• _Activity_: Could you tally the lines of the entries that carry the string "clicks"? Reply with the number and nothing more.
=== Section Start ===
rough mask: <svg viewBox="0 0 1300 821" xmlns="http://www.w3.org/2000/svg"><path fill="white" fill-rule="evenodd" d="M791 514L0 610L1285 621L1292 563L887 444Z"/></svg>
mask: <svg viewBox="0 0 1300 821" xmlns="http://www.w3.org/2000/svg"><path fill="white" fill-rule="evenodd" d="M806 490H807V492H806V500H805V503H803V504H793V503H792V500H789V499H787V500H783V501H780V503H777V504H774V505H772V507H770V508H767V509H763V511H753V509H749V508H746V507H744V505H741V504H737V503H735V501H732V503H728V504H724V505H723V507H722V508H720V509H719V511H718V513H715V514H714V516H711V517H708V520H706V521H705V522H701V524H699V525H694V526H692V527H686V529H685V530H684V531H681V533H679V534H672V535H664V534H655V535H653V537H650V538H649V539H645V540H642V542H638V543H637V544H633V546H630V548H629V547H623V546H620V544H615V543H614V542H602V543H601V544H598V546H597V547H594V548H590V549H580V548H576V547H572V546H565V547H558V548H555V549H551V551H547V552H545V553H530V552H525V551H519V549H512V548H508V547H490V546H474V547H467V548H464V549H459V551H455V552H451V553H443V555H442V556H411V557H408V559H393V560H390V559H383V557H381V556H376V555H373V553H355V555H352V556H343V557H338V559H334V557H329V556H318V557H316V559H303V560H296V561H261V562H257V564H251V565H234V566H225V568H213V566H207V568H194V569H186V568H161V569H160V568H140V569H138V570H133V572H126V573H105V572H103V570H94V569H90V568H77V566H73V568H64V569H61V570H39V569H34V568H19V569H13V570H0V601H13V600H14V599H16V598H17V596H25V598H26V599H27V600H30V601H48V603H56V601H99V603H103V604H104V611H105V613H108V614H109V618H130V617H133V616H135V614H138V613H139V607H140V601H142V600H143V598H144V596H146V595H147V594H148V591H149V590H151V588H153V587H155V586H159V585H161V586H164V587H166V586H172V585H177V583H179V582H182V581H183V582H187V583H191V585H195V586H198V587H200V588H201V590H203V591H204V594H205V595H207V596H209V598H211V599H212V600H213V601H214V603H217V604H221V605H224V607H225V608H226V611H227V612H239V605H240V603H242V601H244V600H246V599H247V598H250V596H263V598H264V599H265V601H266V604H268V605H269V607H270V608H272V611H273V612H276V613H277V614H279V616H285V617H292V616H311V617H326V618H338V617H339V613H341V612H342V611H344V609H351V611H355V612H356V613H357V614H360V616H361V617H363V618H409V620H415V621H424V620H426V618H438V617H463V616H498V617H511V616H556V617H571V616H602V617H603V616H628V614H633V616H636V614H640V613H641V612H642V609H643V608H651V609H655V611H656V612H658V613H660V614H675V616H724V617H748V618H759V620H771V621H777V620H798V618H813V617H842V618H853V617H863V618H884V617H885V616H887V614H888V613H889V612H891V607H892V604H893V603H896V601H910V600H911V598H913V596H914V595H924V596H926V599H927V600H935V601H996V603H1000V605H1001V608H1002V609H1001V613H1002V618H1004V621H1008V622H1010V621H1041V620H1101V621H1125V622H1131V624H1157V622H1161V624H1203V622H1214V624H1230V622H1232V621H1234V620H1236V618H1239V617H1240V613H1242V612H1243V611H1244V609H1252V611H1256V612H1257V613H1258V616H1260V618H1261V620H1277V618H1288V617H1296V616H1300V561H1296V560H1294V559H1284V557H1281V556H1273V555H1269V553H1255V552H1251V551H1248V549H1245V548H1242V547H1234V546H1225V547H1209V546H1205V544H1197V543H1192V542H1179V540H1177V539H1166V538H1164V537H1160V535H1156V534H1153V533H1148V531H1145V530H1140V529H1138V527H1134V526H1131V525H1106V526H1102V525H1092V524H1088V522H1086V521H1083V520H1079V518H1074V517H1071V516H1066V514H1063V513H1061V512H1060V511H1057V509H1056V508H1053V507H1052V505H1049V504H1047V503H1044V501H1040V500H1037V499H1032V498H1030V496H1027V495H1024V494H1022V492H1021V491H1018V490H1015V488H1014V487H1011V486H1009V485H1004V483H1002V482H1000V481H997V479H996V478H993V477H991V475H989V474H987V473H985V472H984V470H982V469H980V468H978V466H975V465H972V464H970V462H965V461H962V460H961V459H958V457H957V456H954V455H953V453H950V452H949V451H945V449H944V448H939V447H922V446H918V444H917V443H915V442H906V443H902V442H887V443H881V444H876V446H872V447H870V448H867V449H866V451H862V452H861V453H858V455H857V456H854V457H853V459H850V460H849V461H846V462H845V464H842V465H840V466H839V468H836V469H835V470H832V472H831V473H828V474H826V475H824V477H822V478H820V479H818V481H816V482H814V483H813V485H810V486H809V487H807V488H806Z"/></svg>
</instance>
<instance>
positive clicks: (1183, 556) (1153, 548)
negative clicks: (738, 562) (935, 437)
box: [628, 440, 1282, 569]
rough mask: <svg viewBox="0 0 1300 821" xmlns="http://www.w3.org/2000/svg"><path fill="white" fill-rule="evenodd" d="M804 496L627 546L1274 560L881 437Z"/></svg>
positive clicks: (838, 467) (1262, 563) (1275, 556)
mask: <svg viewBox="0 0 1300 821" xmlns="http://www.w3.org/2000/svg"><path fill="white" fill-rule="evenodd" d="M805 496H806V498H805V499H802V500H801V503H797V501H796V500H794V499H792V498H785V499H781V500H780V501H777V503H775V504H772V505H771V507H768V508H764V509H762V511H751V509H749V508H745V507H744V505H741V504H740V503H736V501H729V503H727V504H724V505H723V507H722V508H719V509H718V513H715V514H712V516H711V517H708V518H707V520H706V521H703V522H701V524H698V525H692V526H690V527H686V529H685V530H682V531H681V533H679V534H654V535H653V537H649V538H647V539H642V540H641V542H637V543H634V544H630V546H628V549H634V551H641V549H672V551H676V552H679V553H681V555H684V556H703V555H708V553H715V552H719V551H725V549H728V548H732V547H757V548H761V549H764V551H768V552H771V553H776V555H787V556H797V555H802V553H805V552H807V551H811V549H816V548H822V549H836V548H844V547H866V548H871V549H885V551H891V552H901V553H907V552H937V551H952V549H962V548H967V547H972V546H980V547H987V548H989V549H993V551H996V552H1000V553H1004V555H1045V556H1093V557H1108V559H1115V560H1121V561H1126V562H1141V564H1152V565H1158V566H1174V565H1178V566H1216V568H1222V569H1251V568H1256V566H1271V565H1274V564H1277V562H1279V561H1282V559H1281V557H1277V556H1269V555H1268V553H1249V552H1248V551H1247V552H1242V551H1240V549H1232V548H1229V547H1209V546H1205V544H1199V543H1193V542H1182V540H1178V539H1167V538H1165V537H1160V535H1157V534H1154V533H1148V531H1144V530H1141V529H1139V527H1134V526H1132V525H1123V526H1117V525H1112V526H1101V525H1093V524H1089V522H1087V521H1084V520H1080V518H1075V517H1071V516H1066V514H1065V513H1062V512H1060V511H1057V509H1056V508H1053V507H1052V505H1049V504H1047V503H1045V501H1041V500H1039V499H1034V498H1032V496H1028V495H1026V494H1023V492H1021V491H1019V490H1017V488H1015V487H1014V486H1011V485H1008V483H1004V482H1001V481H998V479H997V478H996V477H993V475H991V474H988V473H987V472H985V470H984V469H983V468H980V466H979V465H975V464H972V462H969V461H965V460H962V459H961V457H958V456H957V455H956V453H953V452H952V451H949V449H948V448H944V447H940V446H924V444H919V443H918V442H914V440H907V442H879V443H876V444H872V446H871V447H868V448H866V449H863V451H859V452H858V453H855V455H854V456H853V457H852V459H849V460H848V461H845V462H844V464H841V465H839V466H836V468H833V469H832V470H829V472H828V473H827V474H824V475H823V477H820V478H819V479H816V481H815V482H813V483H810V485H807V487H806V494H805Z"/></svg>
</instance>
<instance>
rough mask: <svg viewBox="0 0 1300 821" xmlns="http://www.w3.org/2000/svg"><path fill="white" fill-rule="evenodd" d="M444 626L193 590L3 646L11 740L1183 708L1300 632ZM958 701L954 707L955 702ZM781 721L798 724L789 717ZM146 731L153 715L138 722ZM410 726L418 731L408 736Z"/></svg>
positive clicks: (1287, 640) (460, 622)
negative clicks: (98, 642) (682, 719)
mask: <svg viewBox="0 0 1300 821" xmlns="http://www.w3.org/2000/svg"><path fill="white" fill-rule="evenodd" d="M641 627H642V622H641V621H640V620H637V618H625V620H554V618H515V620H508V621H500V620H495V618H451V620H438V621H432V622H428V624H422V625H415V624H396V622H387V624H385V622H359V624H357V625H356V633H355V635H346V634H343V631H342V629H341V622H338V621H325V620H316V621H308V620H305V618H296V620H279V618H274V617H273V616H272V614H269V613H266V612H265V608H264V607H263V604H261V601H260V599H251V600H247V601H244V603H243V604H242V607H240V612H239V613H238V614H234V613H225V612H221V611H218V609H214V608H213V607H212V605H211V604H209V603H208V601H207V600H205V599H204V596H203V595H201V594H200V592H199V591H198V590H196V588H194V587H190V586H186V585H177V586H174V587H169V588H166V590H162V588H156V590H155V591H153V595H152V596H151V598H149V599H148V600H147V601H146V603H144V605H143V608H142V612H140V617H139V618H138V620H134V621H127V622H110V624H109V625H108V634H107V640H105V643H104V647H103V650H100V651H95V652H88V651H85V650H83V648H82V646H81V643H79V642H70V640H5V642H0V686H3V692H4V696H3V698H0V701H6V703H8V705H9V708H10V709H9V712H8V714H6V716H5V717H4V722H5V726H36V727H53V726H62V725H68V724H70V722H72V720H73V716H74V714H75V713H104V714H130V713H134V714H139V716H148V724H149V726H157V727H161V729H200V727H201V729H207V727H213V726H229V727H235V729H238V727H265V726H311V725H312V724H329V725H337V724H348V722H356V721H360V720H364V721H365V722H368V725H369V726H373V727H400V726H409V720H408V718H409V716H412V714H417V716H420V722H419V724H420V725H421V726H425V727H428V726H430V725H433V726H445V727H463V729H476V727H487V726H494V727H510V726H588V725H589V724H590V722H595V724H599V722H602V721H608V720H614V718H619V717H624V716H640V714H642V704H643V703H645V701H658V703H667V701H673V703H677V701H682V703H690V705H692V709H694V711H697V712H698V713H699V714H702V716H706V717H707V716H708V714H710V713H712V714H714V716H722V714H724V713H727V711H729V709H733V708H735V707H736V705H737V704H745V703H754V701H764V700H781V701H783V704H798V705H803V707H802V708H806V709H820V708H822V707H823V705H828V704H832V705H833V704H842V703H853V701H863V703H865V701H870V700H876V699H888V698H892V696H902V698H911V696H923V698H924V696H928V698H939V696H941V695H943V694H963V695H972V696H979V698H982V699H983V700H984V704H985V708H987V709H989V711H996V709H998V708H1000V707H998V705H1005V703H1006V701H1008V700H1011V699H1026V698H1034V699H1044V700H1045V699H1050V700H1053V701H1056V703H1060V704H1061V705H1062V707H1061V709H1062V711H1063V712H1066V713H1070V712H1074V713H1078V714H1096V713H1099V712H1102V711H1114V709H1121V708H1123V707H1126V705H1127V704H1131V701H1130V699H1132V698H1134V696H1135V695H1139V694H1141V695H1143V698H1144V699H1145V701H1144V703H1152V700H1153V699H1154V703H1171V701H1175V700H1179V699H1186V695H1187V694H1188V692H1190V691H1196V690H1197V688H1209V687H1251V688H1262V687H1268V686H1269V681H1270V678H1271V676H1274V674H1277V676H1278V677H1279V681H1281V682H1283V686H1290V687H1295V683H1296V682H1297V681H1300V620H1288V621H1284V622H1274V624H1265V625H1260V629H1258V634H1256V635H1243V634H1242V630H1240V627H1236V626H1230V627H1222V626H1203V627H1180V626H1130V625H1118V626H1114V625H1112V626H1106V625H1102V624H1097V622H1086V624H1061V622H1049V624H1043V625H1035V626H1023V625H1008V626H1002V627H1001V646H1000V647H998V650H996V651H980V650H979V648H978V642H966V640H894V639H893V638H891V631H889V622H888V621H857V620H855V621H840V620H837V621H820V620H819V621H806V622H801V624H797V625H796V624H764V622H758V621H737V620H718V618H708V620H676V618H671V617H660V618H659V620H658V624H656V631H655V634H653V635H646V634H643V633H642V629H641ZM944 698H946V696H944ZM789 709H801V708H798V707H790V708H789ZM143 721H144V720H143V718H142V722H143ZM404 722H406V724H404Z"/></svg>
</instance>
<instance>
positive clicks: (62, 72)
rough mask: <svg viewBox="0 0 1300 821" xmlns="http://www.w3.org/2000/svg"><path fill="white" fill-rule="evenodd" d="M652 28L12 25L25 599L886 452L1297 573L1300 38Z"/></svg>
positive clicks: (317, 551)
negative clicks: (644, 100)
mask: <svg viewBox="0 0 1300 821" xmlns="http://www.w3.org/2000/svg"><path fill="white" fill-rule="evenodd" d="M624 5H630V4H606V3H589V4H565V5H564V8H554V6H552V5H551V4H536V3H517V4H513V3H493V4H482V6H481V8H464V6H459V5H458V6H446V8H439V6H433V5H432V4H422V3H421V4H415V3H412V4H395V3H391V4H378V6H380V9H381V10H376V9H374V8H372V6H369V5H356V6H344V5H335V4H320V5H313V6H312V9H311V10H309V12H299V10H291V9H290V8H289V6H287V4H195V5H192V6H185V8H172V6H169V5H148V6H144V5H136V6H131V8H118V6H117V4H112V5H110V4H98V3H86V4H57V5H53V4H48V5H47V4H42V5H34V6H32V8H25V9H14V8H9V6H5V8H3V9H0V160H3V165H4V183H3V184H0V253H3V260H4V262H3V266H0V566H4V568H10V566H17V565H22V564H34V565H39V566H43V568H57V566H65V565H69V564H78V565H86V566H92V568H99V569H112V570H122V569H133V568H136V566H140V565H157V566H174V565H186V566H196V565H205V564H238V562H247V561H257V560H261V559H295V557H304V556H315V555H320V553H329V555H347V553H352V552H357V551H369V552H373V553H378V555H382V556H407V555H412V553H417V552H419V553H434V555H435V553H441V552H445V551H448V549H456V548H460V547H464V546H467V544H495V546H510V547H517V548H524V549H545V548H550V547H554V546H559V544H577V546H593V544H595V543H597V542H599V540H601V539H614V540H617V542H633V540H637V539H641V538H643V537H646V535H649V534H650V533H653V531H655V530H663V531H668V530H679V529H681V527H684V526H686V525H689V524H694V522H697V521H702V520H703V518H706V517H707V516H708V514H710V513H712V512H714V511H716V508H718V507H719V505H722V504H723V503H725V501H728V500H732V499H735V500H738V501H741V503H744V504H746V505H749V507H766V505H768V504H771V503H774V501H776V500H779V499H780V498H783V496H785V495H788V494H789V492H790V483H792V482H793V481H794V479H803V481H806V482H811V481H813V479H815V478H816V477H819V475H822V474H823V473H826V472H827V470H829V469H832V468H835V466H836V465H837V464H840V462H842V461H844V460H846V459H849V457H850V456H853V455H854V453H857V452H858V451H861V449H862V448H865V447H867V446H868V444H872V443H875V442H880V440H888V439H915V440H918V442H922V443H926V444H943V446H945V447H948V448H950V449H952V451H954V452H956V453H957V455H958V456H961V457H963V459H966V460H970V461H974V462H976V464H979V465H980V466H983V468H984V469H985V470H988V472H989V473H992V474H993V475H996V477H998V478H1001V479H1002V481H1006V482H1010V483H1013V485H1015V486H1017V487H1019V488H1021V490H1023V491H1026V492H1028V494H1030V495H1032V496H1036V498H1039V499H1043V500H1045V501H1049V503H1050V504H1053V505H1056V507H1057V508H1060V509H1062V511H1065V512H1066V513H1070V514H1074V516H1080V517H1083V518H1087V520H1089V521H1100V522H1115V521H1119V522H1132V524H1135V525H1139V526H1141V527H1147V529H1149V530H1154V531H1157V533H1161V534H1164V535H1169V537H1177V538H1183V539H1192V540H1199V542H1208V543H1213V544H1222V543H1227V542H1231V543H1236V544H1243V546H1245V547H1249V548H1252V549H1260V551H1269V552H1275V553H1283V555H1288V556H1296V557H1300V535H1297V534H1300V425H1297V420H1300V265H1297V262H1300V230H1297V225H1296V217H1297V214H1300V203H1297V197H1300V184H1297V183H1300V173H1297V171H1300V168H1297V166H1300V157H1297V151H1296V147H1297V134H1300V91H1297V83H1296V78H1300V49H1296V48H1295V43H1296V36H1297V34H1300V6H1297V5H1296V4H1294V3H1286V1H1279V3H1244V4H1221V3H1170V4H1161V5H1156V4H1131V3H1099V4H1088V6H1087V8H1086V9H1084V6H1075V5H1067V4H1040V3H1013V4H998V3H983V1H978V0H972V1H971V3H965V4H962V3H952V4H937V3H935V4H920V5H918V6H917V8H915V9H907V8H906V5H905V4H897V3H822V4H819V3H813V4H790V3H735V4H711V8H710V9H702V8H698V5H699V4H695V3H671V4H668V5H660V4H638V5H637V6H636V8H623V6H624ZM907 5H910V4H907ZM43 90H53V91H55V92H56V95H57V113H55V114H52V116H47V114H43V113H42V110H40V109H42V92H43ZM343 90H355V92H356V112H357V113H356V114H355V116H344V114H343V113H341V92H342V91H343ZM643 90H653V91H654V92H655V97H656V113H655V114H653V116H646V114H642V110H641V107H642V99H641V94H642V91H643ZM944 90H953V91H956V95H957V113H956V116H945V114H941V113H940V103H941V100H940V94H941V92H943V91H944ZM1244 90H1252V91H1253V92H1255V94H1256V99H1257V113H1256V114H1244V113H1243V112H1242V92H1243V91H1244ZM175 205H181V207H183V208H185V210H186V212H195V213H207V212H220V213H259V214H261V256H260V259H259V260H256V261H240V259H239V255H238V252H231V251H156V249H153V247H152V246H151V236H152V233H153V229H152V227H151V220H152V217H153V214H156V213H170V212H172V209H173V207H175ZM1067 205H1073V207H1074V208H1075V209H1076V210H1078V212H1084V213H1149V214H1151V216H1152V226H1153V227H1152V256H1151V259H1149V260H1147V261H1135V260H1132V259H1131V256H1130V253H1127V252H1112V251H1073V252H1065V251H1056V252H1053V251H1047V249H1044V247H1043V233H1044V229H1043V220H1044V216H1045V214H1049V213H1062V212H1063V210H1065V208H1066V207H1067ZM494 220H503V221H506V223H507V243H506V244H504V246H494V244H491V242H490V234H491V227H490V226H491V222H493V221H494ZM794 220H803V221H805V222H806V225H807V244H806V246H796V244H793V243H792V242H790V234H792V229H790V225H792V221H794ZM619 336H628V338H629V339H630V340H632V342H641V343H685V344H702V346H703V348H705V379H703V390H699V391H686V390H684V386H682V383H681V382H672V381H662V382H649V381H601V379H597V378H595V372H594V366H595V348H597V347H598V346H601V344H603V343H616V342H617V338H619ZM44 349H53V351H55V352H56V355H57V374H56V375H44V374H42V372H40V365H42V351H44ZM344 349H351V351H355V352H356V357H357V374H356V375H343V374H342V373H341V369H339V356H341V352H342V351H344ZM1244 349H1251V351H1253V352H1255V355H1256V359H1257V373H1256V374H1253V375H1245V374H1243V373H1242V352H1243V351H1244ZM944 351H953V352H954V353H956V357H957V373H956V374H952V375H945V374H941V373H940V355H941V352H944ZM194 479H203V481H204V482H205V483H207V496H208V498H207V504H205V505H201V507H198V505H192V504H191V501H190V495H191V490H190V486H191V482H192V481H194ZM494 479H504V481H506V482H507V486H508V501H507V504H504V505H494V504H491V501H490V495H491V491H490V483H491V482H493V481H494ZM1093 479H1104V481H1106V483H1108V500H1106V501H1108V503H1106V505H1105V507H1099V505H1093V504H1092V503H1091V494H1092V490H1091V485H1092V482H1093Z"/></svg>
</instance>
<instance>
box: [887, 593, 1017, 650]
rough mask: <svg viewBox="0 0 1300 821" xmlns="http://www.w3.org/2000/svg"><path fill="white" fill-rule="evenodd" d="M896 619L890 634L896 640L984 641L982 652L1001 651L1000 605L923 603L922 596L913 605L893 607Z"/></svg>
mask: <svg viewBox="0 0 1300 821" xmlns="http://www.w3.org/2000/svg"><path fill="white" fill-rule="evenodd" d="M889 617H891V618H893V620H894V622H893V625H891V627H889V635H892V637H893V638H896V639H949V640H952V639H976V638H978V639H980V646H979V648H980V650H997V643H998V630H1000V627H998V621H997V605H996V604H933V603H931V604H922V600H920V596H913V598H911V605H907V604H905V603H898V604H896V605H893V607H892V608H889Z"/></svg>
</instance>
=== Section End ===
• _Response_: 8